Short task A: According to the garden article, how much produce did the garden yield in its first year?

New City School students plant, harvest crops to benefit area church food ministries

Originally published in the West End Word, April 25, 2012

Art Culbert tends to crops at the community garden. (Photo by Diana Linsley)

The mention of “food pantry” calls to mind boxes and bags of packaged foods and canned goods. But the shelves of two Central West End food pantries also include fresh produce, grown locally at a volunteer-powered community garden.

Earth Day marked the first anniversary of a community garden tucked away at the back of an open lot in the 5000 block of Waterman Avenue. In its first year, the garden has yielded more than 1,000 pounds of all manner of vegetables and fruits to benefit the community.

The garden, the mastermind of retired professor Arthur Culbert, supplies food for the Trinity Episcopal Church Food Ministry as well as an educational experience for children at the nearby New City School. Students help plant and harvest the crops as a yearlong school project. This year, the Second Presbyterian Church Good Ground Pantry will become the second beneficiary of the garden.

Early in April, students already were harvesting lettuce to be delivered to the food pantry. One Friday afternoon, three classes of fourth graders rotated shifts tending the garden. One class planted celery seedlings they had nurtured in the classroom since March 4.

“We have been planting vegetables and fruit trees,” said Sarah Herbster, a fourth-grader in Carla Duncan’s class. “We are growing celery at school.” She said she finds the project interesting and “can’t wait to try all the cherries.”

Her friend, Sydney Panagos, is partial to the strawberries. “It’s awesome,” she said. “It’s fantastic.”

Sydney Panagos (left) and Sarah Herbster pose at the garden. (Photo by Eileen P. Duggan)

The fourth-grade class’s theme for this year is “Citizens Making A Difference,” and the three classes — led by Duncan, Hallie Lindemann and Anne Simmons — decided to make the garden their community project for the last month of school, said Duncan.

“We’re excited,” Duncan said. “It’s been great. It’s 500 steps from school.”

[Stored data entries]
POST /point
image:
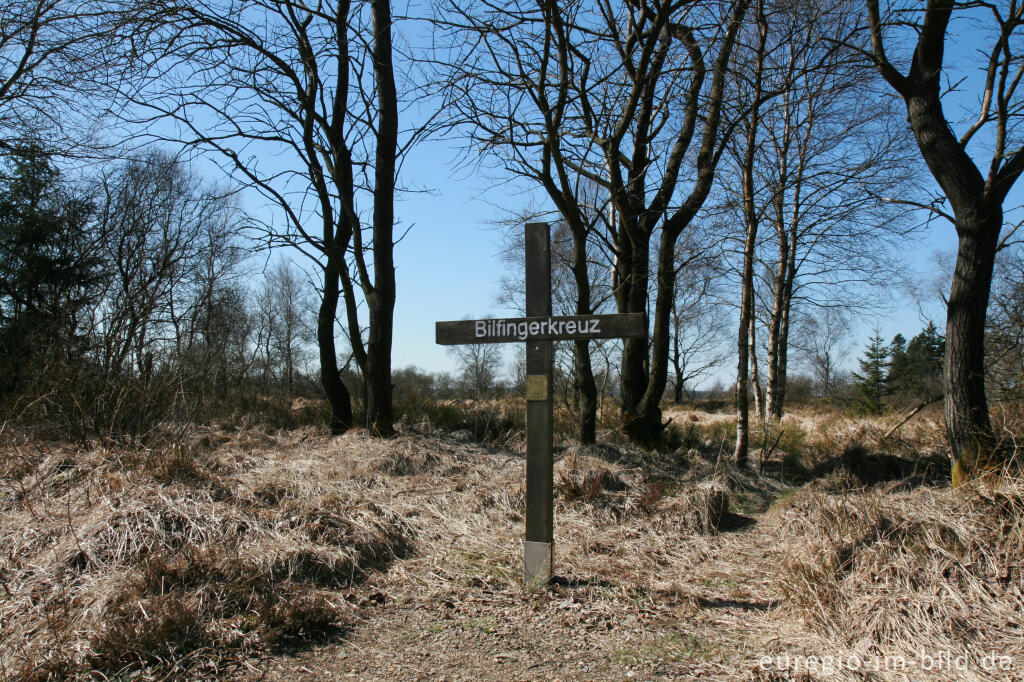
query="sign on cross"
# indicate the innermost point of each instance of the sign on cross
(539, 330)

Short task B: Revise the stored data entries by changing "innermost" to "central", and leave everything else unchanged. Omit the pictures from your answer.

Task response A: More than 1,000 pounds of vegetables and fruits.

Task response B:
POST /point
image:
query="sign on cross"
# indicate the central point of each instance of the sign on cross
(539, 330)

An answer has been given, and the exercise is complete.